/---

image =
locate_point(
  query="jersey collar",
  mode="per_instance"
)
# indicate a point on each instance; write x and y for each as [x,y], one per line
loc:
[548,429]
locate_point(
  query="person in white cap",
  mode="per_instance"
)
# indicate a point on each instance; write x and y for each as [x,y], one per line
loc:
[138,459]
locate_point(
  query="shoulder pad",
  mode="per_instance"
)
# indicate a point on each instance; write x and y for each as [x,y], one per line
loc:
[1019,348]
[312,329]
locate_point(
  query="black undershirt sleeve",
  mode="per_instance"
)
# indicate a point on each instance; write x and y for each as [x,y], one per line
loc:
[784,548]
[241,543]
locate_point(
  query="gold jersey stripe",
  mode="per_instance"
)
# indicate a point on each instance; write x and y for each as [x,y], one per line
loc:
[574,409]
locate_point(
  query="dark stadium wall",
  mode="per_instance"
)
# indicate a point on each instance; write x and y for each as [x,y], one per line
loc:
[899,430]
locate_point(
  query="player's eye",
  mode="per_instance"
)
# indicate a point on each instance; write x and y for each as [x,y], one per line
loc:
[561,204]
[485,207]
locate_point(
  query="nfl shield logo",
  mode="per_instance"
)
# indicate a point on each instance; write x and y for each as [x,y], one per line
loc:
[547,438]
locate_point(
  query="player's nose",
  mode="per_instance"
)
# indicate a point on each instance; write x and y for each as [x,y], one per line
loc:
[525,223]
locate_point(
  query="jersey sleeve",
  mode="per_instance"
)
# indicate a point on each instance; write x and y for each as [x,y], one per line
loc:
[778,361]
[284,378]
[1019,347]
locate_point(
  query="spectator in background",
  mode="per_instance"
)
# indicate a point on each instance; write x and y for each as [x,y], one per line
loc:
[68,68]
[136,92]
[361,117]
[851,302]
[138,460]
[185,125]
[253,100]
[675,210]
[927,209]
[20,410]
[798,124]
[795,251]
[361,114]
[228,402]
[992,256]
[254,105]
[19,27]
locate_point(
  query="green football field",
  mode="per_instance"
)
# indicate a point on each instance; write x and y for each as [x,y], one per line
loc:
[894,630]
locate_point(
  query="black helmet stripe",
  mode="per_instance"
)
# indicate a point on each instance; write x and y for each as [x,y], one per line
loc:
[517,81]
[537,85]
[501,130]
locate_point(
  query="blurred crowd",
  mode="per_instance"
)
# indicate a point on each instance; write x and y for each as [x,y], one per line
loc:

\---

**Aim of the exercise**
Return the listing above in its exact form.

**Problem solution**
image =
locate_point(
  query="jersey collar",
  mode="per_instance"
)
# indicate a point on each instance; write x and y for each as [x,y], one per line
loc:
[548,429]
locate_point(
  query="person in white cap",
  mode="per_instance"
)
# indicate a point on each instance; write x and y for each as [x,y], one per line
loc:
[138,459]
locate_point(
  query="shoulder pad",
  mode="per_instance"
)
# indicate a point on each instance; write x and y for each as [x,y], one per line
loc:
[1019,348]
[312,329]
locate_point(
  query="black undershirt sleeve",
  mode="per_instance"
)
# indicate a point on each instance; write x and y for each as [x,y], one per line
loc:
[784,548]
[241,543]
locate_point(
  query="gold jersey stripe",
  mode="per_instance"
)
# indicate a point on each instance; write x and y for each as [x,y], one per line
loc:
[574,409]
locate_point(
  query="dark stadium wall",
  mode="per_instance"
)
# indicate a point on each instance; write x and y for each as [x,y], one per line
loc:
[899,430]
locate_point(
  query="player's eye",
  mode="per_instance"
)
# indicate a point on each instance; write x and y for each as [x,y], one per line
loc:
[561,204]
[485,207]
locate_point(
  query="nfl shield logo",
  mode="per_instance"
)
# indicate a point on each instance; write x and y for each as [x,y], one per line
loc:
[547,438]
locate_point(
  query="player's nose",
  mode="per_instance"
)
# indicate a point on each instance; write x and y for each as [x,y], one per line
loc:
[525,223]
locate_point(
  query="jersey sleeve",
  mode="per_instance"
)
# indicate a point on each instance; write x and y for each as [x,y], one per line
loc:
[778,361]
[284,378]
[1019,347]
locate_point(
  query="spectator in background",
  mode="per_instance"
)
# indicate a point on each instance; write x and y for each as [x,y], one per line
loc:
[68,68]
[136,92]
[361,117]
[851,302]
[138,460]
[185,125]
[253,100]
[675,210]
[927,209]
[20,410]
[798,124]
[795,251]
[361,114]
[228,402]
[992,256]
[254,105]
[19,27]
locate_point(
  query="green football field",
  mode="per_instance"
)
# indicate a point on each instance; write x and y for each as [x,y], one per line
loc:
[894,630]
locate_point(
  query="black helmet stripe",
  mode="per_instance"
)
# indicate a point on each instance; write x and y for each as [x,y], one per line
loc:
[517,81]
[537,85]
[501,130]
locate_point(
  query="blurred crowd",
  mode="per_instance"
)
# indicate a point on each instance; write x and y for each as [x,y], one per line
loc:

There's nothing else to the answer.